◆ **PROBLEM**
Your task is to copy all of the entries exactly as they are given.

(Stored data entries)
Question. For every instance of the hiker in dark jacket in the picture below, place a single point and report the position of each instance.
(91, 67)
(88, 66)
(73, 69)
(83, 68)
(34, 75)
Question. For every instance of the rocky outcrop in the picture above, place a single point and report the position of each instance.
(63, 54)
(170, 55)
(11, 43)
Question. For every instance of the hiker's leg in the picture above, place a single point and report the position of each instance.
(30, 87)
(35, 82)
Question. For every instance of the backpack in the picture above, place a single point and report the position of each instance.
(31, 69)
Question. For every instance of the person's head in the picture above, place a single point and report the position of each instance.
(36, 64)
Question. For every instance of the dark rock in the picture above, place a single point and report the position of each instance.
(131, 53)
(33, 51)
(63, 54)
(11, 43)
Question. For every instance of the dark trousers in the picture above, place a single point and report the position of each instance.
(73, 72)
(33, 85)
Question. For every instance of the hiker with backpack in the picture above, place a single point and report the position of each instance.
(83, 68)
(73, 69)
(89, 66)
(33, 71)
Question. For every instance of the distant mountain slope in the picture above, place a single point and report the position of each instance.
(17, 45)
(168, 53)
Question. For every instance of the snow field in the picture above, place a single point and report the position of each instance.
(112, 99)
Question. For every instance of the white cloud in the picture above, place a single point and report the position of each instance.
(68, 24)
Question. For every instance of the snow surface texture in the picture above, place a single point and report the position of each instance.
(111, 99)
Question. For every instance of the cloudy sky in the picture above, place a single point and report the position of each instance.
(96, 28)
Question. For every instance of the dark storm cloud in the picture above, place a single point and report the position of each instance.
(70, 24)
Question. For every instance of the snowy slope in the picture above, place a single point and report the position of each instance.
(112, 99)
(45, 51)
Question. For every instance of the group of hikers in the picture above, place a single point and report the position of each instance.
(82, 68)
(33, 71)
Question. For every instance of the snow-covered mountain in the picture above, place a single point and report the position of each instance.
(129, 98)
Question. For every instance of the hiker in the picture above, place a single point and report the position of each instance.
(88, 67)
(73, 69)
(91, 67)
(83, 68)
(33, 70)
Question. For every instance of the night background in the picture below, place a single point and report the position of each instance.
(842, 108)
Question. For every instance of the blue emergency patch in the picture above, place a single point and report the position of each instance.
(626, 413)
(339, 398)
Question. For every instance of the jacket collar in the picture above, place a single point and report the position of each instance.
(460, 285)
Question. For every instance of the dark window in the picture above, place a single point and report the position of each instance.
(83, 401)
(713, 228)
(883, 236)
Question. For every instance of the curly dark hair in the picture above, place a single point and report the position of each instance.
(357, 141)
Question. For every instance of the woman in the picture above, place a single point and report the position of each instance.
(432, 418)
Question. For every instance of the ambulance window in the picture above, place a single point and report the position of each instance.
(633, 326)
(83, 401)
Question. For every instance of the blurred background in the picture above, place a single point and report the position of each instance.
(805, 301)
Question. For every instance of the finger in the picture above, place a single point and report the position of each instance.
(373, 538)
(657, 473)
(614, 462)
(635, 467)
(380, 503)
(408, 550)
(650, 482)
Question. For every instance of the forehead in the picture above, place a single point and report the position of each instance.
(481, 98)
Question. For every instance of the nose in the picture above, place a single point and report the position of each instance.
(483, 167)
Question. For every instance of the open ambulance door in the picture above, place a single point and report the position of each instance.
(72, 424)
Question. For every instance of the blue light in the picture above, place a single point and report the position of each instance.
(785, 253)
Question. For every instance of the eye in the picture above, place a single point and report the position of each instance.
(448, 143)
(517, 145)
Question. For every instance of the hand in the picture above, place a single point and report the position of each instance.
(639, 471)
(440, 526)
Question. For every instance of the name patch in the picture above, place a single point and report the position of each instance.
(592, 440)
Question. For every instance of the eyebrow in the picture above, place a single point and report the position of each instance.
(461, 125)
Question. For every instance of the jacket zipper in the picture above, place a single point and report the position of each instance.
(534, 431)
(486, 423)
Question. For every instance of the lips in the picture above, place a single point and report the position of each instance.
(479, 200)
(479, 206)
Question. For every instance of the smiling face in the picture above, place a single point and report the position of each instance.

◆ **RESULT OF THE TASK**
Question. For every instance of the hiker in dark jacket in the picture below, place a single point and report the position of each instance.
(91, 67)
(88, 66)
(73, 69)
(83, 68)
(34, 75)
Question. For every instance of the rocky outcrop in the picture above, place a single point and report the position of each instance.
(63, 54)
(170, 55)
(11, 43)
Question. For every instance of the hiker's leg in the picture above, place a single point and report the position of each instance.
(30, 87)
(35, 82)
Question. For every instance of the backpack in the picture above, place a single point and report the position of each instance.
(31, 69)
Question. For every instance of the person's head in the picture above, place a single point and report the position of each instance.
(36, 64)
Question. For every instance of the dark rock in the picture above, place a single point and report the position of each instance.
(131, 53)
(33, 51)
(63, 54)
(11, 43)
Question. For every instance of the dark trousers in the picture above, place a single point and report the position of each instance.
(73, 72)
(33, 85)
Question. For every instance of the hiker with backpack in the picture above, place a single point and report the position of each instance.
(83, 68)
(73, 69)
(89, 66)
(33, 71)
Question. For every instance of the distant mountain slope in the picture above, place a single point and report the position of each instance.
(17, 45)
(168, 53)
Question. For every instance of the snow field in the picture above, place a single point and report the position of each instance.
(112, 99)
Question. For every instance of the white cloud in the picture above, place a single point and report the position of each instance.
(68, 24)
Question. For every instance of the snow surface texture in the picture above, place a single point and report the position of each instance.
(111, 99)
Question. For every instance of the cloudy sky in the picture above, place a single point and report the position of each instance.
(96, 28)
Question. For every instance of the dark storm cloud in the picture above, place a single point and report the position of each instance.
(70, 24)
Question. For every instance of the snowy slope in the picture above, place a single point and report the position of each instance.
(112, 99)
(45, 51)
Question. For every instance of the group of hikers in the picture above, place a single point and report the position of each instance.
(82, 68)
(33, 71)
Question. For every instance of the snow-covered mountain in the picture above, place a single point and report the position of each instance.
(129, 98)
Question. For every instance of the hiker in the picture above, place a single point and report the position of each instance.
(88, 67)
(73, 69)
(91, 67)
(83, 68)
(33, 70)
Question. For every instance of the night background in the picture below, place a single point and report the position of each instance.
(842, 108)
Question. For every instance of the blue emergency patch in the picture above, place a single point and report the position of each instance.
(626, 413)
(339, 398)
Question. For every instance of the jacket collar in the picture above, place a single point and report the position of each instance.
(460, 285)
Question. For every instance of the dark window in the picture above, place a single point and report the position of each instance.
(83, 401)
(713, 228)
(883, 236)
Question. For every instance of the curly dark hair in the picture above, place a single point and report the position of each instance.
(357, 141)
Question. For every instance of the woman in the picture above, place a single point and report the position of each instance.
(432, 418)
Question. For every instance of the ambulance window in the picture above, place a single point and report the position of each instance.
(633, 326)
(83, 401)
Question. For every instance of the blurred background in the picture above, place a single point and report the position of each instance.
(805, 301)
Question. For every instance of the finger in the picture above, place a single point and report the position of each instance.
(373, 538)
(657, 473)
(614, 462)
(635, 467)
(380, 503)
(408, 550)
(650, 482)
Question. For every instance of the forehead in the picture above, place a single point and report the position of each instance.
(481, 98)
Question. For every instance of the nose in the picture above, place a single point and report the position of each instance.
(483, 167)
Question. For every instance of the open ambulance door in the picture above, place a single point and report the position of each instance.
(72, 424)
Question. For every instance of the blue light in the picture above, place a single point and report the position of each instance.
(785, 253)
Question. For every instance of the eye in the picture above, place a single point and report the position of each instance.
(448, 143)
(517, 145)
Question. For every instance of the hand in the picture above, place a single point and report the position of each instance.
(639, 471)
(440, 526)
Question. For every instance of the name patch in the picture above, place a single point and report the position of each instance.
(592, 440)
Question. For every instance of the eyebrow in the picture above, place a single point and report the position of each instance.
(461, 125)
Question. For every instance of the jacket zipper in the picture above, place a single point and report the position of each instance.
(534, 431)
(486, 423)
Question. For every instance of the lips in the picture above, place a single point and report the position of each instance.
(479, 200)
(479, 206)
Question. For every instance of the smiling face in the picture above, place a single point and report the position of each instance.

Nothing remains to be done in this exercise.